Records from a dataset:
=== Section Start ===
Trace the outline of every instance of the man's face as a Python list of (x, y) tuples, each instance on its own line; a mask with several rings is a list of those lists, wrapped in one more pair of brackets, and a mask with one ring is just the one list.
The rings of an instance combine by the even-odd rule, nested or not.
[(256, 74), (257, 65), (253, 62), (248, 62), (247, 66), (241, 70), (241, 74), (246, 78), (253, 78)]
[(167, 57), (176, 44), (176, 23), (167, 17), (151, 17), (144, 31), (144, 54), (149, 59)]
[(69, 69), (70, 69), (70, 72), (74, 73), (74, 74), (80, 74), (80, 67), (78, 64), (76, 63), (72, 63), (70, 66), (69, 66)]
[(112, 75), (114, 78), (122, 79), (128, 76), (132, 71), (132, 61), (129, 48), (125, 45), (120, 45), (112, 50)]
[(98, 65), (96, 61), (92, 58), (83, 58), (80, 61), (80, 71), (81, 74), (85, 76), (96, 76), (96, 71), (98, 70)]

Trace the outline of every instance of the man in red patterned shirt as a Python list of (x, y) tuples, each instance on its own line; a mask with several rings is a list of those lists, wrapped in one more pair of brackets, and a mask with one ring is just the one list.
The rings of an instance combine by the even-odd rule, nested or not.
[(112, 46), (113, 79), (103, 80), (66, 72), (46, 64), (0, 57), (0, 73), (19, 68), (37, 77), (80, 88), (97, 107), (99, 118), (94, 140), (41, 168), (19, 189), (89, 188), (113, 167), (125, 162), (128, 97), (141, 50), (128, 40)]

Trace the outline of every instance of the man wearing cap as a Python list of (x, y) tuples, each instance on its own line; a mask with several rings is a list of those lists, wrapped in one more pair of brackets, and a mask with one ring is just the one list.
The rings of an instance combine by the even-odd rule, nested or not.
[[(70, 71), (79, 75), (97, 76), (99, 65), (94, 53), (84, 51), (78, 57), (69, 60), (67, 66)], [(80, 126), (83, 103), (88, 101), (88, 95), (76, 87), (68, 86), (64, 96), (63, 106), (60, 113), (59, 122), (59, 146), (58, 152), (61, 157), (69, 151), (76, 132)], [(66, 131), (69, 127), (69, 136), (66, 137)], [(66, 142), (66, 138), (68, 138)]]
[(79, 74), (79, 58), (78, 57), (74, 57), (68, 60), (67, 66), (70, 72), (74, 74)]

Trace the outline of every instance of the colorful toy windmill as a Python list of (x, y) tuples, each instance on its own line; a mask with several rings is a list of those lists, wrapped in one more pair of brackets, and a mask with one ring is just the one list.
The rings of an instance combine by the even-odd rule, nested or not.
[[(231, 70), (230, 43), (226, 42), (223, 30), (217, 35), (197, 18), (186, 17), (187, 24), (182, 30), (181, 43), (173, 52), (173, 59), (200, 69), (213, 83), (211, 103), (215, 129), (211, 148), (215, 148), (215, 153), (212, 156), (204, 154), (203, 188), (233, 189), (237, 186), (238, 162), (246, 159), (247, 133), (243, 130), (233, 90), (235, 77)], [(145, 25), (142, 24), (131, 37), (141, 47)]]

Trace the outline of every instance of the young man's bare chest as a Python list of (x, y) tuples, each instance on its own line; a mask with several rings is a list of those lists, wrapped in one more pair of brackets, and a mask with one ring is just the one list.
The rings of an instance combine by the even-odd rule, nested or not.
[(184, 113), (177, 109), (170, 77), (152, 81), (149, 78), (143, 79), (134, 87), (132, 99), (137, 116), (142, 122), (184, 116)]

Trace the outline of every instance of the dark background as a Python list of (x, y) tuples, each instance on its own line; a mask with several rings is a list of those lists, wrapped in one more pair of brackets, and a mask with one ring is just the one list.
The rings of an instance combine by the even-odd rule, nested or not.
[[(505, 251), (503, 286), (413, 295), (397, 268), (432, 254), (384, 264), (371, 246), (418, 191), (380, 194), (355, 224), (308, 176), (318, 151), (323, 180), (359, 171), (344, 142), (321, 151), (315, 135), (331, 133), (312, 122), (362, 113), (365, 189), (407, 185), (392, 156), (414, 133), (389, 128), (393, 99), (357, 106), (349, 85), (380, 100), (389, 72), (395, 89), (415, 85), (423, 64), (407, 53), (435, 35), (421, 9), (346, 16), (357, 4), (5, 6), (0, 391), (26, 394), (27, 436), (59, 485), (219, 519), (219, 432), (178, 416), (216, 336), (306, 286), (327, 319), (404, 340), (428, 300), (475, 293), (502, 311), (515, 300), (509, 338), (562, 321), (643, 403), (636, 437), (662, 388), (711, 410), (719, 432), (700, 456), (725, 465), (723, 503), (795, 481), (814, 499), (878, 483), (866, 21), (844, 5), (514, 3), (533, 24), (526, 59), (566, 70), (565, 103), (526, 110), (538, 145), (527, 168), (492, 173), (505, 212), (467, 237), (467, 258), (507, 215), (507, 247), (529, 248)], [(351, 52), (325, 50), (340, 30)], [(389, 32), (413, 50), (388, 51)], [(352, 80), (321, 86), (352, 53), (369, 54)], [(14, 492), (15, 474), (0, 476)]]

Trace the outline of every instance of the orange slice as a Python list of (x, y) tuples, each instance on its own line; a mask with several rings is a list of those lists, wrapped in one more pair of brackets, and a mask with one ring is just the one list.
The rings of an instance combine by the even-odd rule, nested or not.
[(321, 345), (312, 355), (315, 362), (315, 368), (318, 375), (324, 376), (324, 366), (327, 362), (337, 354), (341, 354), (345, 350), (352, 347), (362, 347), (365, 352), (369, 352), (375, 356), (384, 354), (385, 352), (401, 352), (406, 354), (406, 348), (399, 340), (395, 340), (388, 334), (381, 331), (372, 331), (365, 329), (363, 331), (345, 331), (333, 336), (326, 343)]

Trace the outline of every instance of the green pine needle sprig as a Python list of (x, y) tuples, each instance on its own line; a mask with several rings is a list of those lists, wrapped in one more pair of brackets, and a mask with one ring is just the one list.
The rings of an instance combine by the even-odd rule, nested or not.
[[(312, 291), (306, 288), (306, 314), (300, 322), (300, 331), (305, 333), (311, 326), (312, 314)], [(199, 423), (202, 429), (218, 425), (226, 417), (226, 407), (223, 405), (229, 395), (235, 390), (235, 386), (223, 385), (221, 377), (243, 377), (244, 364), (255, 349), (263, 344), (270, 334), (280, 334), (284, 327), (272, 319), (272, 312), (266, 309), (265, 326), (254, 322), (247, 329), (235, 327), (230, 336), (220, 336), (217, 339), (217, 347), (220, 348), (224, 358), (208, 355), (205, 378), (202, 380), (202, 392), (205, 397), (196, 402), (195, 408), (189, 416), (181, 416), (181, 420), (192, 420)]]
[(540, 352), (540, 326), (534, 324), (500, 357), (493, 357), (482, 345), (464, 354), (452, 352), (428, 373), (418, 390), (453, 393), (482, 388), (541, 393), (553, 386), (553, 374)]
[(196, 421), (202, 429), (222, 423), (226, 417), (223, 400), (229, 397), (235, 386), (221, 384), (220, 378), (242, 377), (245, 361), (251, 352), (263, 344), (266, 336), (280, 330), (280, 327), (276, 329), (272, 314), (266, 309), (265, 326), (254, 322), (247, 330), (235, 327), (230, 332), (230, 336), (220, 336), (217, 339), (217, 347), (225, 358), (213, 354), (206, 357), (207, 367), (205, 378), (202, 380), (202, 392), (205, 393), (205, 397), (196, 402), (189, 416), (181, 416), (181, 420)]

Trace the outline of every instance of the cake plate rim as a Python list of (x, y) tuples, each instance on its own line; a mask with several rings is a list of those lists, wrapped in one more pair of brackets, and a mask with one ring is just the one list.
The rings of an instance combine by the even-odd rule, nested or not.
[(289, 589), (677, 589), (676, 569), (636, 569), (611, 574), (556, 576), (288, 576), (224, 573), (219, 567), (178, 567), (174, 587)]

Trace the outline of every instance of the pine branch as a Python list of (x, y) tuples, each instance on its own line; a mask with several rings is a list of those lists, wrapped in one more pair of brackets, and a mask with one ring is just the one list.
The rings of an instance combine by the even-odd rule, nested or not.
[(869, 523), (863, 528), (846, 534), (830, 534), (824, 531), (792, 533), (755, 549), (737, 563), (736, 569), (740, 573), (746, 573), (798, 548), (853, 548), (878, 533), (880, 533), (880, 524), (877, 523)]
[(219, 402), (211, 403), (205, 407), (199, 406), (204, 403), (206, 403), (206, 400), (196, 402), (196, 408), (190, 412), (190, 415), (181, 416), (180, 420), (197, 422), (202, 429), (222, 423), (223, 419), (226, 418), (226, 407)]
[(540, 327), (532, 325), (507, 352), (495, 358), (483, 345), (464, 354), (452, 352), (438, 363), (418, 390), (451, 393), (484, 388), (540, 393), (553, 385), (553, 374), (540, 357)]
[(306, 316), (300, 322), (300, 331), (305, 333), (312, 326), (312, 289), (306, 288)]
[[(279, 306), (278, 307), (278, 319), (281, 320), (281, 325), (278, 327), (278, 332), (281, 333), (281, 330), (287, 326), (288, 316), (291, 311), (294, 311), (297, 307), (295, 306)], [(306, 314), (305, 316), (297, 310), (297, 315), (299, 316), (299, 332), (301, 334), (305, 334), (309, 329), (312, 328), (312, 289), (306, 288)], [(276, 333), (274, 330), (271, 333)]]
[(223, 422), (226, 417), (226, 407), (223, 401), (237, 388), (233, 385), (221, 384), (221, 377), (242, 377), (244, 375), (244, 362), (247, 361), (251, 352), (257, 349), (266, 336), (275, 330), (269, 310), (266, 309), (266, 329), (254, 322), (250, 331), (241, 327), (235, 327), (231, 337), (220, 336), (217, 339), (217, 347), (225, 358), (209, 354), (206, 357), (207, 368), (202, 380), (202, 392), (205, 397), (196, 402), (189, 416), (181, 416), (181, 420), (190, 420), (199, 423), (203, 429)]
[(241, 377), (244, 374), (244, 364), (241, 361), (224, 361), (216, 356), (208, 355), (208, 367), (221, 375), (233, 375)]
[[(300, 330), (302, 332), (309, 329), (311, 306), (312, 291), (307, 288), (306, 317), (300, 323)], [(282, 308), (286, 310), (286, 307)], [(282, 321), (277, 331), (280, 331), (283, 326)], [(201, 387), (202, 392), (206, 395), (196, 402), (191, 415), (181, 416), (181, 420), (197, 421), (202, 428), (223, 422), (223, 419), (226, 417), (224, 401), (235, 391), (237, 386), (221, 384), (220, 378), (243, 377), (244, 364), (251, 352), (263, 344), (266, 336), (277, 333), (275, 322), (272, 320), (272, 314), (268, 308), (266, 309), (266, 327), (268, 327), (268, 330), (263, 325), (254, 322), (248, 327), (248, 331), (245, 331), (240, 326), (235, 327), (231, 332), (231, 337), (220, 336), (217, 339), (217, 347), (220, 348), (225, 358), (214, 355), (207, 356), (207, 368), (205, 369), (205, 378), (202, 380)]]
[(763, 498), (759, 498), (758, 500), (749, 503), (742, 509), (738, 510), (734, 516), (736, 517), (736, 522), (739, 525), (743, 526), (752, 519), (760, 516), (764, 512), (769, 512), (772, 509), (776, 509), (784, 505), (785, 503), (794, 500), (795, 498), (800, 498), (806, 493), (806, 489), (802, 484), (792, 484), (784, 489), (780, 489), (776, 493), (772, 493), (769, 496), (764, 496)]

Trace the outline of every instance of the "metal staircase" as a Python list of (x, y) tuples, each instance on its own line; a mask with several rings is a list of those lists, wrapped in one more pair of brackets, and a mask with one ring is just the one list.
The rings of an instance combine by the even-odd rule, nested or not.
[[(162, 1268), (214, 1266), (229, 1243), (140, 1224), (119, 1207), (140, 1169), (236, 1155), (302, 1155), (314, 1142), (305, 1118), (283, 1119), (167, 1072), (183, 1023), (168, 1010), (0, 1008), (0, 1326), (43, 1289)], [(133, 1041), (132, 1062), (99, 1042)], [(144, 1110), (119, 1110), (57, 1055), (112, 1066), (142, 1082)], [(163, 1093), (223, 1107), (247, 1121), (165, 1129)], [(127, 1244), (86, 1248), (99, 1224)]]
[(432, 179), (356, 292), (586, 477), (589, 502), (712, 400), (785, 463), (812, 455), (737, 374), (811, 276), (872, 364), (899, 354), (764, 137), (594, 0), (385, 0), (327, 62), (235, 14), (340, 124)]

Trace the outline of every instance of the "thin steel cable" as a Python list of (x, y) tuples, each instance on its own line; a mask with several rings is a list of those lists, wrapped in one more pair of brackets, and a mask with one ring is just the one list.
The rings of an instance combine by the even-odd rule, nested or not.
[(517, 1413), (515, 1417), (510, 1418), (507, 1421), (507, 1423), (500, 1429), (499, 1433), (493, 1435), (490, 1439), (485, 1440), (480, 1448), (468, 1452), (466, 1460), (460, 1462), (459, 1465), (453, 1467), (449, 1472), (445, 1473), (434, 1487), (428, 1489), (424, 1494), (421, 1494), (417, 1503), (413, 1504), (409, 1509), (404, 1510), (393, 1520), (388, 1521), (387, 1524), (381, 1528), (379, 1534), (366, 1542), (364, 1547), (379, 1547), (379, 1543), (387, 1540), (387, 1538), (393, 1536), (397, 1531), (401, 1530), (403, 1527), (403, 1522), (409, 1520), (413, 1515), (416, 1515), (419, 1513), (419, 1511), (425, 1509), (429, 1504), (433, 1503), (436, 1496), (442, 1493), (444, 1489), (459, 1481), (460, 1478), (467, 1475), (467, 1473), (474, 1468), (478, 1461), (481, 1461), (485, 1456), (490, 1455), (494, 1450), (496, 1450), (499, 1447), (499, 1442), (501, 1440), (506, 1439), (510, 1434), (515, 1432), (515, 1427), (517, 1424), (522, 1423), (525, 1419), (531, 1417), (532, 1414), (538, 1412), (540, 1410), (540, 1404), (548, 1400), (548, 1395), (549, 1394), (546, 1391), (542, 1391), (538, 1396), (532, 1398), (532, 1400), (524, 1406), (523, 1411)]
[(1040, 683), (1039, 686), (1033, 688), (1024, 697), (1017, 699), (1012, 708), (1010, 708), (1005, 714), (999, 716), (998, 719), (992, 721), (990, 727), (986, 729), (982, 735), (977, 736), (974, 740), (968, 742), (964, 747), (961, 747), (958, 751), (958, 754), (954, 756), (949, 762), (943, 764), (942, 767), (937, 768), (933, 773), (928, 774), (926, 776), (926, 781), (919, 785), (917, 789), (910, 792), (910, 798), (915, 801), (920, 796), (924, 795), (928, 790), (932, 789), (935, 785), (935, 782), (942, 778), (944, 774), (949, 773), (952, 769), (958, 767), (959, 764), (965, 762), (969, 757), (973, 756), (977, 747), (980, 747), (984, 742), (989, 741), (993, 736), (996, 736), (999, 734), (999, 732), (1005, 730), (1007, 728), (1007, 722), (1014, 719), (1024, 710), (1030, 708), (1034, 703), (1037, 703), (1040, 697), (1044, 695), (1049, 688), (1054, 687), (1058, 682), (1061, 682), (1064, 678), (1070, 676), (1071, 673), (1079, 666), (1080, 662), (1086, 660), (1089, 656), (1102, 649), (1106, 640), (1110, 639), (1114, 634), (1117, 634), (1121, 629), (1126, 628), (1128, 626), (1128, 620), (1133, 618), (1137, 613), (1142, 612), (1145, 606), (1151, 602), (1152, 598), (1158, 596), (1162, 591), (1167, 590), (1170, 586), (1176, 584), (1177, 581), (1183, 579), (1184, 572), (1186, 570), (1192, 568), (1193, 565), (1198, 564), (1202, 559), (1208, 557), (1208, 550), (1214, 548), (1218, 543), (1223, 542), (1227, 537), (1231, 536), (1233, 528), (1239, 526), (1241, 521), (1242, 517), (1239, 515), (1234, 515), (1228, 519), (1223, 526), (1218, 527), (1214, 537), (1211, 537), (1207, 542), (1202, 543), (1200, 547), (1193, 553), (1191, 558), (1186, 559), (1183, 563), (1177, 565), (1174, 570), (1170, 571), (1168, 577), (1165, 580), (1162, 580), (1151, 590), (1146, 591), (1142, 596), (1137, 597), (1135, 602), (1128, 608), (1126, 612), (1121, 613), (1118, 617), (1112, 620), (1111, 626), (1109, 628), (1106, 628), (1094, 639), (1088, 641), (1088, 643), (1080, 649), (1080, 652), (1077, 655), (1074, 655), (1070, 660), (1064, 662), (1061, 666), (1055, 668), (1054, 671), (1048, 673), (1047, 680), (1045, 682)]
=== Section End ===
## Task prompt
Check each line above for the word "pine". Then state how many lines contain it, and nothing more.

## Reply to the task
2